▶ [Brano fornito]:
####

Un patto corruttivo che getta un’ombra sull’azione della giustizia nei confronti delle famiglie di due operai morti sul lavoro all’Ilva di Taranto. Con dissequestri lampo dopo gli incidenti, e quindi con indagini che sarebbero iniziate già con il piede sbagliato. Nelle pieghe dell’ordinanza del Gip di Potenza che ha portato agli arresti l’avvocato corruttore di giudici e aggiusta sentenze Piero Amara e all’emissione dell’obbligo di dimora per l’ex procuratore di Trani, prima, e poi di Taranto Carlo Capristo, emergono le posizioni a dir poco morbide di un pezzo della procura che su quelle morti ha indagato subito dopo gli incidenti. Con una magistrata che ha poi detto ai colleghi di Potenza di essersi sentita «delegittimata» da Capristo in alcune occasioni proprio in riferimento ai due incidenti sul lavoro che sono costati la vita ad Alessandro Morricella, che il 12 giugno del 2015 è stato investito da una fiammata mista a ghisa incandescente mentre misurava la temperatura di colata dell'altoforno 2, e a Giacomo Campo, che il 17 settembre del 2016 è rimasto schiacciato nel nastro trasportatore dell’altoforno 4.

####

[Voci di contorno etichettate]
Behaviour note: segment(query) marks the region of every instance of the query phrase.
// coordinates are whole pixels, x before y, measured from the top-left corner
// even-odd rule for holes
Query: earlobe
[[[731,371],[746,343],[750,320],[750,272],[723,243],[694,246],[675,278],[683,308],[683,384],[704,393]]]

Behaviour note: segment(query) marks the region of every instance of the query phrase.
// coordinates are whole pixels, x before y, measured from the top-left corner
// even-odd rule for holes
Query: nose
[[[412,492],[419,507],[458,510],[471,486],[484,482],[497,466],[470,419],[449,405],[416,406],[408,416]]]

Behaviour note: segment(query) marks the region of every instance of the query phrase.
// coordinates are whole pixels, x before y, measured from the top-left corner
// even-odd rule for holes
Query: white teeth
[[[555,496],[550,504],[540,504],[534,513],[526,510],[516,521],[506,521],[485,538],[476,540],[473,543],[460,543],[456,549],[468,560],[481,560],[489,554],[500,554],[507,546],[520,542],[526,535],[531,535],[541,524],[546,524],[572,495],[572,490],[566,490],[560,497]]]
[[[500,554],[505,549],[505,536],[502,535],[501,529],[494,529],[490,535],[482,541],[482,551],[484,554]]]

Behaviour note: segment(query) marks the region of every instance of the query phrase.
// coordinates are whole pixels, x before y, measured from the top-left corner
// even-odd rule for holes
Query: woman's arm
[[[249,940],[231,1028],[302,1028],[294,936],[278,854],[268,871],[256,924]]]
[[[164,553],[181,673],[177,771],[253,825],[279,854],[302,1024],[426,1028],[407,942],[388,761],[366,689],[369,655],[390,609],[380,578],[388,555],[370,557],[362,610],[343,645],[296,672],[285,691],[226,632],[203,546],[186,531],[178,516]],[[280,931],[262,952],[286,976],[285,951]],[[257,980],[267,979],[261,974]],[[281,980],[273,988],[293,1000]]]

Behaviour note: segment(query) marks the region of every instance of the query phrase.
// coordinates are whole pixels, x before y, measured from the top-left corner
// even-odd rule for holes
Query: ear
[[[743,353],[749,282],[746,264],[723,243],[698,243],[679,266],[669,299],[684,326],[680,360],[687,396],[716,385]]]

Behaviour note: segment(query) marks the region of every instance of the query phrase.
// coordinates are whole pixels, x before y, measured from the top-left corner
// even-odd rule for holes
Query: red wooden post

####

▶ [Lavoro da svolgere]:
1) Secondo il brano fornito, in quale punto dell'Ilva è rimasto schiacciato Giacomo Campo?
2) Traduci in inglese questa frase del brano fornito: "Nelle pieghe dell’ordinanza del Gip di Potenza che ha portato agli arresti l’avvocato corruttore di giudici e aggiusta sentenze Piero Amara e all’emissione dell’obbligo di dimora per l’ex procuratore di Trani, prima, e poi di Taranto Carlo Capristo, emergono le posizioni a dir poco morbide di un pezzo della procura che su quelle morti ha indagato subito dopo gli incidenti."
3) Indica se ciascuna affermazione concorda con il brano fornito, rispondendo sì o no e citando le parole decisive: (a) Giacomo Campo è morto il 17 settembre 2016; (b) la magistrata ha detto di essersi sentita delegittimata da Piero Amara; (c) nei confronti di Carlo Capristo è stato emesso un obbligo di dimora.

▶ [Risposte per compito]:
1) Nel nastro trasportatore dell'altoforno 4.

2) In the folds of the order issued by the Potenza preliminary investigations judge, which led to the arrest of Piero Amara, the lawyer who bribed judges and fixed rulings, and to a residence order for Carlo Capristo, former chief prosecutor first of Trani and then of Taranto, there emerge the positions, soft to say the least, of part of the prosecutor's office that investigated those deaths immediately after the accidents.

3)
(a) Sì: "il 17 settembre del 2016 è rimasto schiacciato nel nastro trasportatore dell’altoforno 4".
(b) No: "di essersi sentita «delegittimata» da Capristo".
(c) Sì: "all’emissione dell’obbligo di dimora per l’ex procuratore di Trani, prima, e poi di Taranto Carlo Capristo".